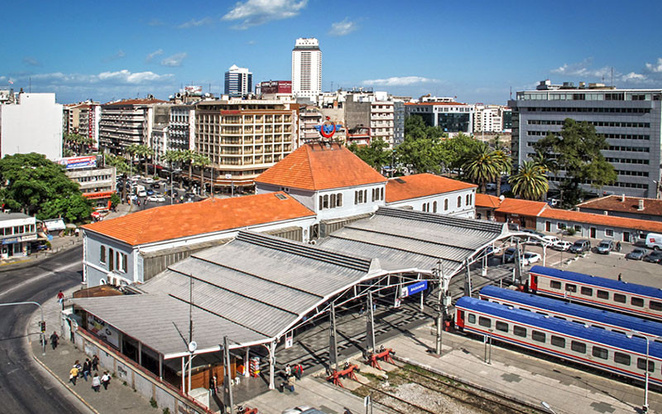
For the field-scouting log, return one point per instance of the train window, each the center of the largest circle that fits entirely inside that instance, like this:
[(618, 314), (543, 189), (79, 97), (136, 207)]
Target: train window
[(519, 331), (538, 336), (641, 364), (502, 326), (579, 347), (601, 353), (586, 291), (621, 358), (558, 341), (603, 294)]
▬▬▬
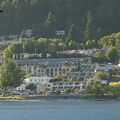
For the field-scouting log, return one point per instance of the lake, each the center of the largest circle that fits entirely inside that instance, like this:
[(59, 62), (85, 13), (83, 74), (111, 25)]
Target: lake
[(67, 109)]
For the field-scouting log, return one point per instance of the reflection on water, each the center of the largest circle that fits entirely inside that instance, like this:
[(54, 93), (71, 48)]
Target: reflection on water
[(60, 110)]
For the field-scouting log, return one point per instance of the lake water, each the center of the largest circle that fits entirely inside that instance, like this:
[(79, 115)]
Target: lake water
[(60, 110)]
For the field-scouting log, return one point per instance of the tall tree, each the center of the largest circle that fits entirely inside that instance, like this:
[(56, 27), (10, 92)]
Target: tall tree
▬▬▬
** PROBLEM **
Present everything from the line containing "of the tall" down to the line containing "Target: tall tree" as a Markdown table with columns Row and Line, skipping blank lines.

** CORRECT ANSWER **
| Row | Line |
|---|---|
| 1 | For the field-scouting log, return one point per instance of the tall tree, each the center of the largest circle that fits entirely inside that instance, like this: |
| 2 | [(56, 27), (10, 92)] |
| 3 | Target: tall tree |